You are viewing a plain text version of this content. The canonical link for it is here.
Posted to issues@lucene.apache.org by "Daniel Doubrovkine (Jira)" <ji...@apache.org> on 2022/03/03 14:28:00 UTC
[jira] [Comment Edited] (LUCENE-10428) getMinCompetitiveScore method in MaxScoreSumPropagator fails to converge leading to busy threads in infinite loop
[ https://issues.apache.org/jira/browse/LUCENE-10428?page=com.atlassian.jira.plugin.system.issuetabpanels:comment-tabpanel&focusedCommentId=17500789#comment-17500789 ]
Daniel Doubrovkine edited comment on LUCENE-10428 at 3/3/22, 2:27 PM:
----------------------------------------------------------------------
I agree with closing. The loop can't happen anymore, and we can open a new issue when we see new data pointing to a bug elsewhere.

________________________

**Exercise aim**. Rewrite everything from "Posted to issues@lucene.apache.org" down to "a bug elsewhere." in the Jira comment, changing "closing" to "resolving".

**Data extract**.

________________________

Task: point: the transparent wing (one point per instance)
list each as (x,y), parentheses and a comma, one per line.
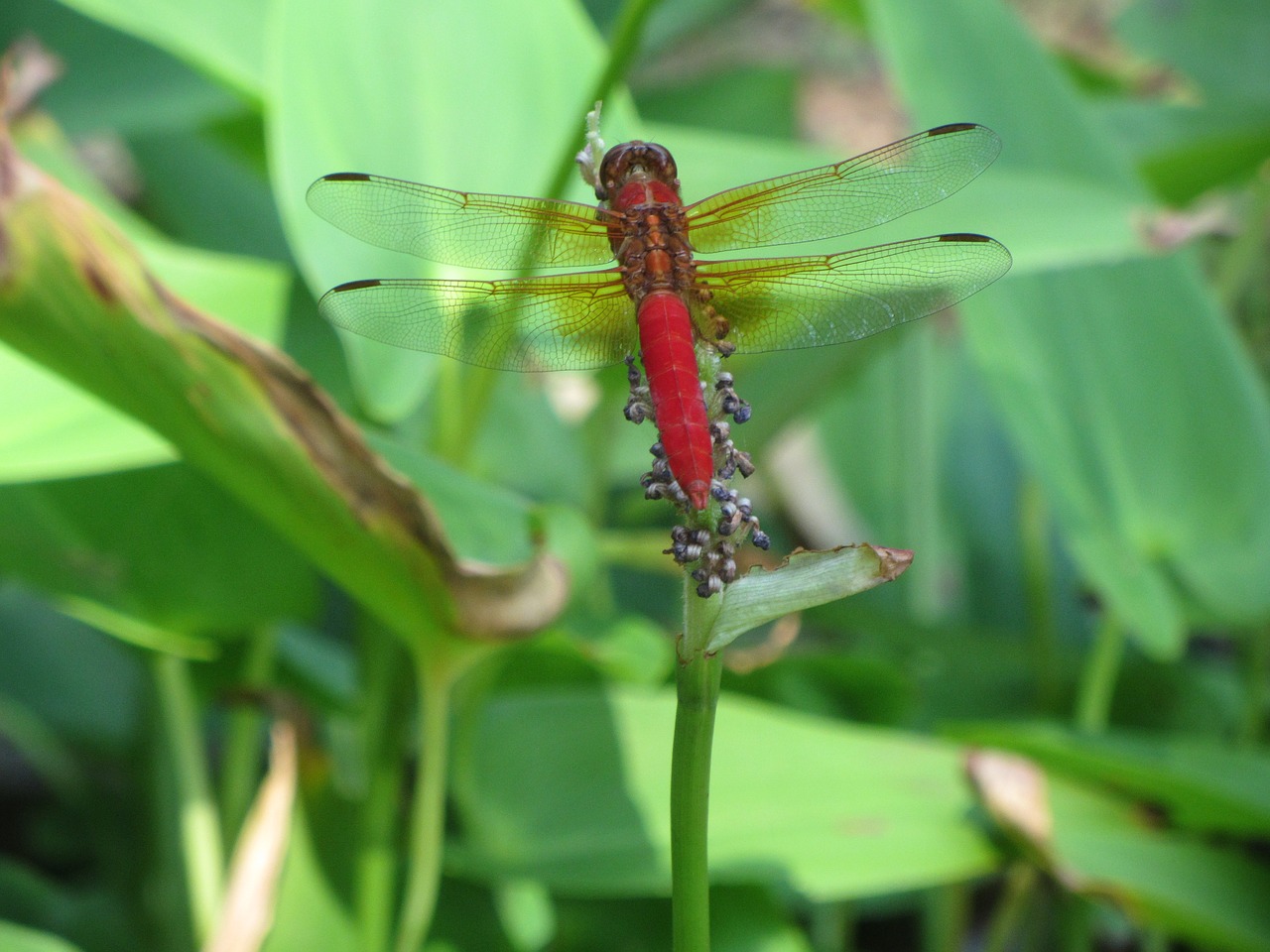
(784,303)
(572,321)
(849,195)
(460,227)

________________________

**Output below**.
Posted to issues@lucene.apache.org by "Daniel Doubrovkine (Jira)" <ji...@apache.org> on 2022/03/03 14:28:00 UTC
[jira] [Comment Edited] (LUCENE-10428) getMinCompetitiveScore method in MaxScoreSumPropagator fails to converge leading to busy threads in infinite loop
[ https://issues.apache.org/jira/browse/LUCENE-10428?page=com.atlassian.jira.plugin.system.issuetabpanels:comment-tabpanel&focusedCommentId=17500789#comment-17500789 ]
Daniel Doubrovkine edited comment on LUCENE-10428 at 3/3/22, 2:27 PM:
----------------------------------------------------------------------
I agree with resolving. The loop can't happen anymore, and we can open a new issue when we see new data pointing to a bug elsewhere.